**What to work on:**
Copy all of the items below word for word, leaving out the pictures.

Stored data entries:
▶

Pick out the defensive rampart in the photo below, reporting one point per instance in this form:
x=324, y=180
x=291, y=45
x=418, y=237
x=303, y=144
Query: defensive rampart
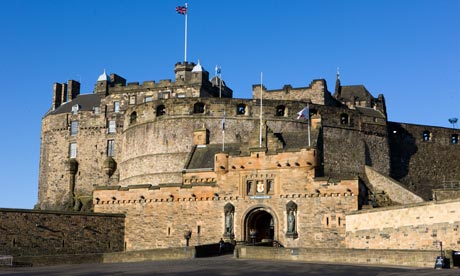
x=32, y=233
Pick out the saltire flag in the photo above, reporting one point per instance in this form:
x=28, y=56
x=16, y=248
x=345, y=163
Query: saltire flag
x=304, y=113
x=223, y=122
x=181, y=9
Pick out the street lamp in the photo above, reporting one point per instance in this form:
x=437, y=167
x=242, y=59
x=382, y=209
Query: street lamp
x=187, y=236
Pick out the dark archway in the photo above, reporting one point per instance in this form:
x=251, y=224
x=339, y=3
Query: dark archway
x=260, y=226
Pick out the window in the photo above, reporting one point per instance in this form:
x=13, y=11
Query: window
x=75, y=109
x=241, y=109
x=163, y=95
x=73, y=150
x=269, y=186
x=260, y=187
x=249, y=187
x=73, y=128
x=426, y=135
x=116, y=107
x=344, y=119
x=133, y=117
x=198, y=108
x=110, y=147
x=161, y=110
x=132, y=99
x=280, y=110
x=112, y=127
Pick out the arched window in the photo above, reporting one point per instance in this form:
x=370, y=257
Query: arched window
x=344, y=119
x=133, y=117
x=161, y=110
x=426, y=135
x=241, y=109
x=280, y=109
x=198, y=108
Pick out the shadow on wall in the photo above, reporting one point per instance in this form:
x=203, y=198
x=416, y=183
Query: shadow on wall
x=402, y=148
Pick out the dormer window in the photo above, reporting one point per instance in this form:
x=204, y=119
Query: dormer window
x=73, y=150
x=198, y=108
x=133, y=117
x=75, y=109
x=132, y=99
x=73, y=128
x=161, y=110
x=426, y=135
x=280, y=110
x=164, y=95
x=241, y=109
x=344, y=119
x=112, y=127
x=116, y=107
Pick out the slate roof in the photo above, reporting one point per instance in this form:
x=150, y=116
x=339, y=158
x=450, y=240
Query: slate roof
x=86, y=102
x=370, y=112
x=203, y=157
x=349, y=93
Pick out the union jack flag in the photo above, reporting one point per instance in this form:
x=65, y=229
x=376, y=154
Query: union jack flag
x=181, y=9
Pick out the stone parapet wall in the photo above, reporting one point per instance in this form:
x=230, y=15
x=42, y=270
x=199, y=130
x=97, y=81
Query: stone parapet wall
x=419, y=226
x=398, y=193
x=159, y=218
x=414, y=258
x=423, y=165
x=32, y=233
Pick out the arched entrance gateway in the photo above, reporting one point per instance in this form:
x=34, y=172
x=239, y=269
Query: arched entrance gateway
x=260, y=225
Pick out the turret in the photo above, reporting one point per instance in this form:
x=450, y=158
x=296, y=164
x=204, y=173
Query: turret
x=183, y=70
x=102, y=85
x=62, y=91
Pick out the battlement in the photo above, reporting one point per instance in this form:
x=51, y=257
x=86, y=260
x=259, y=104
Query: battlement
x=191, y=81
x=316, y=93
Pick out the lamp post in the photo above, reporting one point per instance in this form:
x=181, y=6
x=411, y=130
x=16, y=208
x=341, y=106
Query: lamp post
x=187, y=236
x=253, y=234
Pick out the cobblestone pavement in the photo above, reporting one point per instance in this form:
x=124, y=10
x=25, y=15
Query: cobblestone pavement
x=223, y=265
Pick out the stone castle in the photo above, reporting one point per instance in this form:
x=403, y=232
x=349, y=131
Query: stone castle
x=188, y=163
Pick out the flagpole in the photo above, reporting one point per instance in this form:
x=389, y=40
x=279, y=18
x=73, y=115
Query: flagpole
x=260, y=130
x=185, y=40
x=308, y=125
x=223, y=133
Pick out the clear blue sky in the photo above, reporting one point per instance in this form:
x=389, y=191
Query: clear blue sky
x=407, y=50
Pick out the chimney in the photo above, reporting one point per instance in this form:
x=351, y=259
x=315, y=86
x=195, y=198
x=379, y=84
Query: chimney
x=64, y=93
x=57, y=95
x=74, y=89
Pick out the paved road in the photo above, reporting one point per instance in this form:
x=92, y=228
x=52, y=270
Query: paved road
x=223, y=265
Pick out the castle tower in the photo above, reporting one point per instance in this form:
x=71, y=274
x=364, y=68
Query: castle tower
x=183, y=71
x=102, y=85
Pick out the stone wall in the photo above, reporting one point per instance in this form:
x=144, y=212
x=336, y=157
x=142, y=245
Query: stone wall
x=423, y=165
x=414, y=258
x=381, y=184
x=420, y=226
x=31, y=232
x=158, y=218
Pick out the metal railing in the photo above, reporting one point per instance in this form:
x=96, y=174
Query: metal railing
x=6, y=260
x=451, y=184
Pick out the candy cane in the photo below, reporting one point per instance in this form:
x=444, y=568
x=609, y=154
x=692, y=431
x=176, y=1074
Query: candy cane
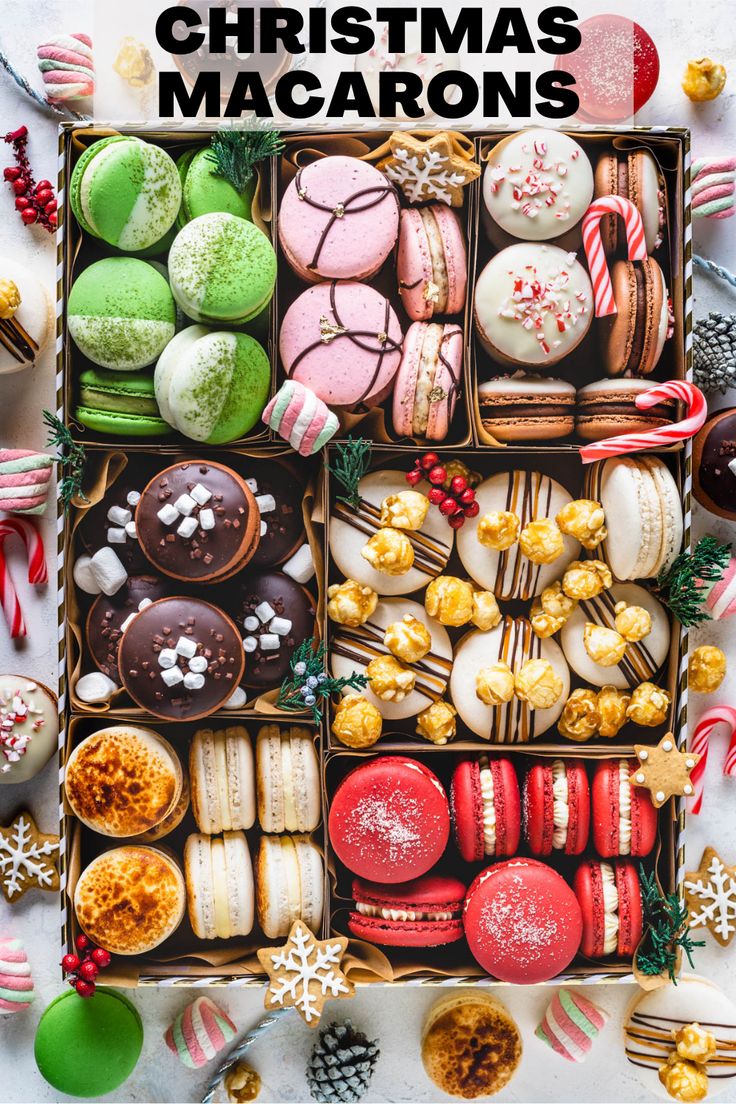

◀

**Answer to this task:**
Pick out the defensive rampart in the photo below, reporting one point per instance in this form:
x=324, y=180
x=291, y=45
x=418, y=237
x=303, y=144
Query: defensive rampart
x=32, y=233
Pick out the saltire flag in the photo above, reporting one point per instance in this form:
x=28, y=56
x=16, y=248
x=345, y=163
Query: saltire flag
x=304, y=113
x=223, y=122
x=181, y=9
Pick out the street lamp in the photo above, reporting one point per instance in this form:
x=437, y=167
x=242, y=59
x=382, y=209
Query: street lamp
x=187, y=236
Pick out the dark archway in the photo above, reporting one point per instance in this form:
x=251, y=224
x=339, y=3
Query: dark archway
x=260, y=226
Pick out the window in the photo above, reporting one point per instance in this form:
x=13, y=11
Query: window
x=75, y=109
x=241, y=109
x=163, y=95
x=73, y=150
x=269, y=186
x=260, y=187
x=249, y=187
x=73, y=128
x=426, y=135
x=116, y=107
x=344, y=119
x=133, y=117
x=198, y=108
x=110, y=147
x=161, y=110
x=132, y=99
x=280, y=110
x=112, y=127
Pick out the arched window in the photo above, reporting one point per instance in this form:
x=370, y=257
Query: arched window
x=344, y=119
x=133, y=117
x=161, y=110
x=426, y=135
x=241, y=109
x=280, y=109
x=198, y=108
Pick out the shadow on wall in the photo above, reporting one point per instance in this form:
x=203, y=198
x=416, y=183
Query: shadow on wall
x=402, y=148
Pick out the dormer window in the photo above, reporting one point per instance in this form:
x=204, y=119
Query: dormer window
x=73, y=150
x=198, y=108
x=133, y=117
x=75, y=109
x=132, y=99
x=73, y=128
x=161, y=110
x=426, y=135
x=280, y=110
x=164, y=95
x=241, y=109
x=344, y=119
x=112, y=127
x=116, y=107
Pick out the slate roof in the photo above, reporting one point per instance in this form:
x=150, y=116
x=339, y=158
x=450, y=240
Query: slate roof
x=86, y=102
x=370, y=112
x=203, y=157
x=349, y=93
Pick out the union jack flag in the photo above, reporting one point per instance in this form:
x=65, y=229
x=376, y=154
Query: union jack flag
x=181, y=9
Pick out the stone parapet wall in the photo above, reporting one point per instance in this form:
x=230, y=15
x=42, y=270
x=199, y=130
x=97, y=81
Query: stone parapet wall
x=419, y=226
x=398, y=193
x=159, y=218
x=414, y=258
x=423, y=165
x=32, y=233
Pick out the arched entrance gateway in the photo above, reporting one point per instance in this form:
x=34, y=172
x=239, y=269
Query: arched entrance gateway
x=260, y=225
Pick out the turret in the photo above, reporting one point per instance in this form:
x=450, y=158
x=296, y=164
x=204, y=173
Query: turret
x=183, y=70
x=102, y=85
x=62, y=91
Pick out the battlement in the photo above, reporting one point per instance in this form:
x=51, y=257
x=86, y=260
x=259, y=104
Query: battlement
x=191, y=81
x=316, y=93
Pick out the lamp post in the photo above, reporting one point per instance in this form:
x=181, y=6
x=411, y=130
x=16, y=208
x=341, y=106
Query: lamp post
x=187, y=236
x=253, y=234
Pick out the cobblestone pavement in the photo above, reporting one point per instance in this form:
x=124, y=10
x=25, y=15
Query: cobblestone pavement
x=223, y=265
Pick out the stone castle in the photo above, reporting one point per instance in this form:
x=403, y=232
x=349, y=131
Query: stone castle
x=188, y=163
Pick out the flagpole in the photo above, reporting one point per instance in this form:
x=389, y=40
x=279, y=18
x=73, y=115
Query: flagpole
x=260, y=130
x=185, y=40
x=308, y=125
x=223, y=133
Pick out the clear blue sky in the photo above, reporting one point per instance in this form:
x=389, y=191
Query: clear blue sky
x=407, y=50
Pick out the chimney in the photo above, reporting one point per instance in this form:
x=351, y=259
x=315, y=86
x=195, y=198
x=379, y=84
Query: chimney
x=64, y=93
x=57, y=95
x=74, y=89
Pick out the paved road in the photo above, reporting one point per instance in this form:
x=92, y=228
x=52, y=270
Query: paved road
x=223, y=265
Pick out the castle tower in the photo above, reporting one point per instance in this form:
x=71, y=274
x=364, y=68
Query: castle tower
x=183, y=71
x=102, y=85
Pick out the stone wall in the photo above, reporting one point per instance in this form:
x=144, y=212
x=336, y=157
x=142, y=245
Query: stone wall
x=423, y=165
x=414, y=258
x=381, y=184
x=420, y=226
x=31, y=232
x=158, y=218
Pick out the metal railing in the photo above, reporting one point per instance in this form:
x=96, y=174
Query: metal railing
x=6, y=260
x=451, y=184
Pick out the candy cane in the photo below, reporting one point per instance in this form:
x=444, y=568
x=609, y=154
x=692, y=431
x=176, y=1074
Query: candy cane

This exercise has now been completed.